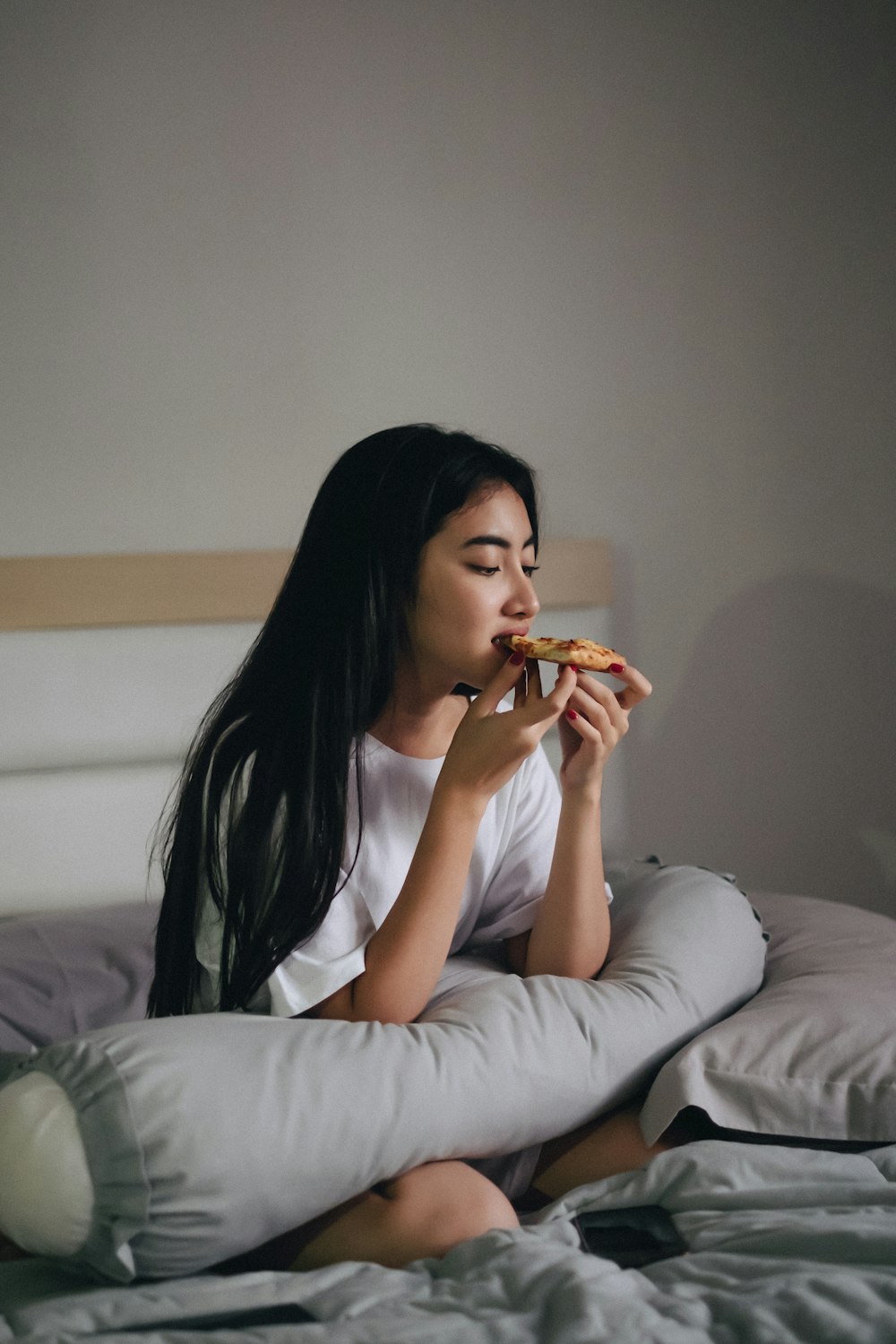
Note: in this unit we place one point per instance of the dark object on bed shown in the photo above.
(630, 1236)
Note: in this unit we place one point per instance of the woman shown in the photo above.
(359, 803)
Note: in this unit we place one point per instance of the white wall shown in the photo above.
(646, 242)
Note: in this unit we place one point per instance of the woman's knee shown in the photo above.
(441, 1204)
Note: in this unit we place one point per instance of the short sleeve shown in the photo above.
(331, 959)
(521, 876)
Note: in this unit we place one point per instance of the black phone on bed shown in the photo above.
(630, 1236)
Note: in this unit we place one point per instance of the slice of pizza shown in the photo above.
(584, 653)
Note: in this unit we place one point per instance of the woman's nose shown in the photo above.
(525, 599)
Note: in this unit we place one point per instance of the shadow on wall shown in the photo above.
(777, 760)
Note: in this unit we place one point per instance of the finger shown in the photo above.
(520, 691)
(637, 687)
(590, 691)
(504, 679)
(610, 723)
(533, 674)
(551, 706)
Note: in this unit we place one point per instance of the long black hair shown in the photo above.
(260, 814)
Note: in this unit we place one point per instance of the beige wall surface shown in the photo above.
(645, 244)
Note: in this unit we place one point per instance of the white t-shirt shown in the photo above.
(506, 878)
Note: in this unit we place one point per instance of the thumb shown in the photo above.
(504, 680)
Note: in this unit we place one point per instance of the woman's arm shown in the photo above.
(571, 930)
(405, 957)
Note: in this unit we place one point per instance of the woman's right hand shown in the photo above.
(490, 745)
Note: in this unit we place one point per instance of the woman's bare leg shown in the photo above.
(603, 1148)
(421, 1214)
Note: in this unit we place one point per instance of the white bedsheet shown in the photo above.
(788, 1245)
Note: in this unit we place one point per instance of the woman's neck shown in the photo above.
(417, 730)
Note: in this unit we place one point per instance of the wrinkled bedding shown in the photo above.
(786, 1246)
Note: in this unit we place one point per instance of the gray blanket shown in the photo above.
(786, 1245)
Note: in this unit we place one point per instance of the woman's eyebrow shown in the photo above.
(490, 539)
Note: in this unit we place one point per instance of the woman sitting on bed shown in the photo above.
(359, 804)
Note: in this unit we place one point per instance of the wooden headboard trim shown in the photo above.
(69, 591)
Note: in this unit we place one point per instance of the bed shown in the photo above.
(772, 1042)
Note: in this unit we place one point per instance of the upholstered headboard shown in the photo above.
(107, 666)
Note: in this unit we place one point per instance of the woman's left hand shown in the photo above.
(595, 720)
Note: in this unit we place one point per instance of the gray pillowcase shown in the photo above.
(813, 1055)
(210, 1134)
(66, 972)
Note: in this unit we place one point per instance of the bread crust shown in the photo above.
(583, 653)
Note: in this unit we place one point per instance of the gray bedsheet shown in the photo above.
(786, 1246)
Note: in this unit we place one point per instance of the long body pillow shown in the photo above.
(206, 1136)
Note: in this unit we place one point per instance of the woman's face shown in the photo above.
(474, 583)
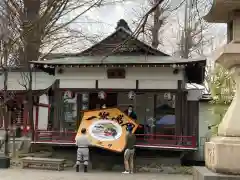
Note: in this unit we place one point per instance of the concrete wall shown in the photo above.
(20, 81)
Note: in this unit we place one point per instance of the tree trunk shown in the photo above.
(157, 23)
(5, 97)
(32, 42)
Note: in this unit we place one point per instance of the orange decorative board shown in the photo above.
(107, 128)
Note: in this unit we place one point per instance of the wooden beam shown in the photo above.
(137, 84)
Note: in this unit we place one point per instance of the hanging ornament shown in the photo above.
(167, 96)
(151, 122)
(85, 97)
(102, 95)
(131, 95)
(68, 95)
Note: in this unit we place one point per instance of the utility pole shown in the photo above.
(187, 26)
(5, 96)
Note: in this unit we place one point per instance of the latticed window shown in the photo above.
(116, 73)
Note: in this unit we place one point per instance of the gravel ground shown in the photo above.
(21, 174)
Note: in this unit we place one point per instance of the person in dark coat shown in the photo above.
(131, 113)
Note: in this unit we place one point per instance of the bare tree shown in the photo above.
(33, 24)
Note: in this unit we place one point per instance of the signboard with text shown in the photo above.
(107, 128)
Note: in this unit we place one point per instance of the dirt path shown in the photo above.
(20, 174)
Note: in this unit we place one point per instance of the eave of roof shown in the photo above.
(221, 11)
(119, 60)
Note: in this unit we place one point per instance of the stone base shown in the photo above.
(222, 155)
(202, 173)
(4, 162)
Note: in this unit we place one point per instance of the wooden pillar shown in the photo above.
(193, 118)
(56, 105)
(178, 109)
(79, 109)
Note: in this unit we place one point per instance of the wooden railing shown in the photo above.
(154, 140)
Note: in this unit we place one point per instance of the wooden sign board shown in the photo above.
(107, 128)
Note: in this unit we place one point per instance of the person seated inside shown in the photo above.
(131, 113)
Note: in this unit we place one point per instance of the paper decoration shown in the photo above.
(102, 95)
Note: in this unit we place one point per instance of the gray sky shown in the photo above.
(104, 21)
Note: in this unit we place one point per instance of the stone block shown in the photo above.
(202, 173)
(222, 155)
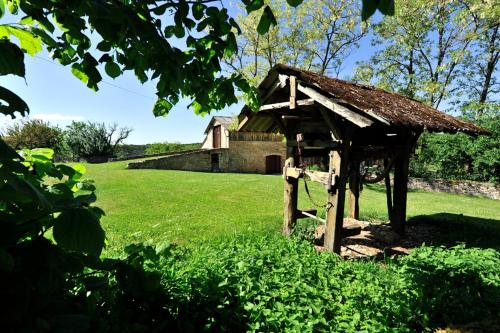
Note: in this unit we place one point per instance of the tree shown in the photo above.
(318, 36)
(423, 46)
(32, 133)
(93, 140)
(478, 83)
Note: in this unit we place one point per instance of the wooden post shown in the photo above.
(293, 92)
(398, 214)
(336, 198)
(388, 191)
(354, 187)
(290, 196)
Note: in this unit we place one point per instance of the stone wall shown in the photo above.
(193, 161)
(242, 156)
(250, 156)
(469, 187)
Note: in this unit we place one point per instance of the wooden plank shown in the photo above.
(388, 191)
(303, 213)
(342, 111)
(293, 91)
(286, 105)
(290, 196)
(279, 83)
(316, 144)
(335, 131)
(321, 177)
(336, 199)
(354, 187)
(292, 172)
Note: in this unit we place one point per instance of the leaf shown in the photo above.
(112, 69)
(294, 3)
(79, 229)
(368, 9)
(254, 5)
(266, 20)
(386, 7)
(162, 107)
(30, 43)
(198, 10)
(11, 103)
(11, 59)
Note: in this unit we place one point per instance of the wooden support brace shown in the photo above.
(290, 199)
(336, 199)
(354, 189)
(293, 92)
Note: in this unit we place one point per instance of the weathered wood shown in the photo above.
(293, 92)
(398, 214)
(278, 83)
(290, 197)
(292, 172)
(336, 199)
(342, 111)
(321, 177)
(316, 144)
(335, 131)
(286, 105)
(307, 212)
(388, 191)
(354, 187)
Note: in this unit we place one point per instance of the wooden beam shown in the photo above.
(388, 191)
(279, 83)
(293, 91)
(316, 144)
(285, 105)
(342, 111)
(354, 189)
(290, 196)
(333, 129)
(336, 197)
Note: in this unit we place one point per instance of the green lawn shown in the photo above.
(187, 207)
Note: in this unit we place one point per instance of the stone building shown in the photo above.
(226, 150)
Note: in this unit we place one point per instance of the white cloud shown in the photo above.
(56, 117)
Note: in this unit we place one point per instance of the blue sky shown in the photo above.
(54, 94)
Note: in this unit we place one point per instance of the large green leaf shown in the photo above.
(11, 59)
(266, 20)
(11, 103)
(29, 42)
(2, 8)
(79, 230)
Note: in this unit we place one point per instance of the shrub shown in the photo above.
(33, 133)
(169, 147)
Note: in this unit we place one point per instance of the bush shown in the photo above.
(33, 133)
(166, 147)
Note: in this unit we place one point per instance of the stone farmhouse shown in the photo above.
(226, 150)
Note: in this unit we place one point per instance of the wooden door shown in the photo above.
(216, 136)
(273, 164)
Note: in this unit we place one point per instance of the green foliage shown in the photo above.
(92, 141)
(276, 284)
(460, 156)
(38, 278)
(169, 147)
(33, 133)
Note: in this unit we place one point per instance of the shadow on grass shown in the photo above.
(458, 228)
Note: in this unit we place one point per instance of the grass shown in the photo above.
(188, 207)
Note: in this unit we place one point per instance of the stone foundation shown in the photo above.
(468, 187)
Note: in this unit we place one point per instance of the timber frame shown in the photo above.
(315, 122)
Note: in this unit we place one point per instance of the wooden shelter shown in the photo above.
(350, 123)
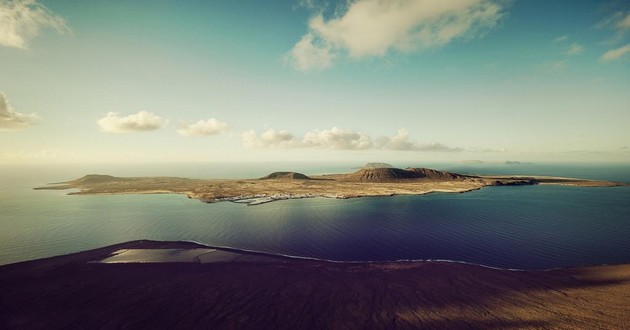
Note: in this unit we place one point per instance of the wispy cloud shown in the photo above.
(269, 139)
(340, 139)
(619, 23)
(616, 53)
(138, 122)
(374, 27)
(560, 39)
(10, 119)
(202, 128)
(574, 49)
(21, 20)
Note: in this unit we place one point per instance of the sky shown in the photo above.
(365, 80)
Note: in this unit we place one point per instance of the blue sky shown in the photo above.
(400, 80)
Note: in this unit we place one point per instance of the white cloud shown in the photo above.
(340, 139)
(203, 128)
(10, 119)
(305, 55)
(553, 66)
(574, 49)
(21, 20)
(401, 141)
(375, 27)
(141, 121)
(616, 53)
(337, 138)
(269, 139)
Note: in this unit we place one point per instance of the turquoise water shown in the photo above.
(528, 227)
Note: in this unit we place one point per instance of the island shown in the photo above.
(370, 180)
(184, 285)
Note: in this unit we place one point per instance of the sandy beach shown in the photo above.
(234, 289)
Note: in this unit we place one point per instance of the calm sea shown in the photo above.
(528, 227)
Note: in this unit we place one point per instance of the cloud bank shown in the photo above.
(375, 27)
(202, 128)
(21, 20)
(339, 139)
(139, 122)
(10, 119)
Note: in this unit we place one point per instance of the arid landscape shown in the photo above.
(368, 181)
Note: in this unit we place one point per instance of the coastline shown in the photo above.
(291, 185)
(281, 292)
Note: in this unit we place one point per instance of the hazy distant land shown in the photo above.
(368, 181)
(186, 285)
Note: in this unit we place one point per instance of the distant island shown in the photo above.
(375, 179)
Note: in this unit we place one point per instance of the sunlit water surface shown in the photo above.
(528, 227)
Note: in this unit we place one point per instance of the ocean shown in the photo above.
(520, 227)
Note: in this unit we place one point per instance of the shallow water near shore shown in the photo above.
(524, 227)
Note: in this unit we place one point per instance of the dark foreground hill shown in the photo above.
(69, 292)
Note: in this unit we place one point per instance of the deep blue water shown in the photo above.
(529, 227)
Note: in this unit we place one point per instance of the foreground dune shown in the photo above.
(255, 291)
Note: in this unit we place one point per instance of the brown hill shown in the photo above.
(397, 174)
(95, 178)
(285, 176)
(437, 175)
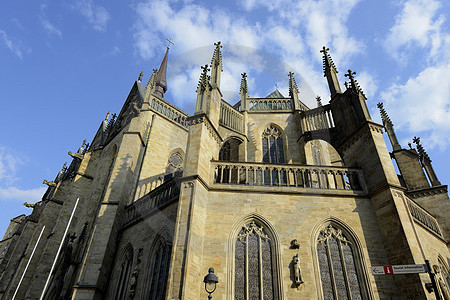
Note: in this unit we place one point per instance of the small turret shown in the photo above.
(203, 88)
(160, 80)
(244, 91)
(330, 72)
(389, 127)
(319, 101)
(216, 66)
(293, 91)
(426, 163)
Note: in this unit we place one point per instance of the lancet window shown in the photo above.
(124, 274)
(272, 145)
(174, 166)
(254, 276)
(339, 273)
(160, 271)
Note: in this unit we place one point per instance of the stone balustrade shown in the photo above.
(151, 201)
(231, 118)
(423, 217)
(317, 119)
(169, 111)
(289, 175)
(265, 104)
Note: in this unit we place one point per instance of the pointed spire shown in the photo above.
(426, 163)
(384, 116)
(293, 88)
(389, 127)
(160, 80)
(330, 71)
(216, 65)
(422, 154)
(244, 91)
(354, 85)
(319, 101)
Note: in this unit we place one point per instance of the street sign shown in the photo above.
(399, 269)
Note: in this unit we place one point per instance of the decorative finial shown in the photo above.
(169, 42)
(384, 115)
(319, 101)
(420, 149)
┄┄┄┄┄┄┄┄┄┄┄┄┄┄┄┄┄┄┄┄
Brief
Copy only this, please: the line with "dune shown in the photo above." and every line after it through the end of the data, with no pictures.

Output
Note: in this unit we place one point per instance of the foreground dune shown in the photo above.
(255, 291)
Note: in this unit we place one point per instance of the brown hill shown in the photo above.
(397, 174)
(95, 178)
(285, 176)
(437, 175)
Note: in this unit we place one point per instance of the small turret shown in the photo above.
(203, 88)
(160, 80)
(244, 91)
(330, 72)
(389, 127)
(319, 101)
(216, 66)
(293, 91)
(426, 163)
Note: in this unit we place one point per instance of the lancet window shown in the photo above.
(124, 274)
(272, 145)
(174, 166)
(254, 276)
(339, 273)
(160, 271)
Note: in this unit we place one point per instance of the stone balustrade shown in the photo above.
(151, 201)
(231, 118)
(423, 217)
(317, 119)
(169, 111)
(289, 175)
(265, 104)
Note: in this unit we place one point per instance of the pointed spire shown in the photo above.
(426, 163)
(384, 116)
(293, 88)
(389, 127)
(160, 80)
(330, 71)
(216, 65)
(422, 154)
(244, 91)
(354, 85)
(319, 101)
Note: in this unit we place one point per instance of the street sign shown in the photo above.
(399, 269)
Note: in this unit we place one point per instance of the decorative finial shown in the photo above.
(169, 42)
(384, 115)
(319, 101)
(420, 149)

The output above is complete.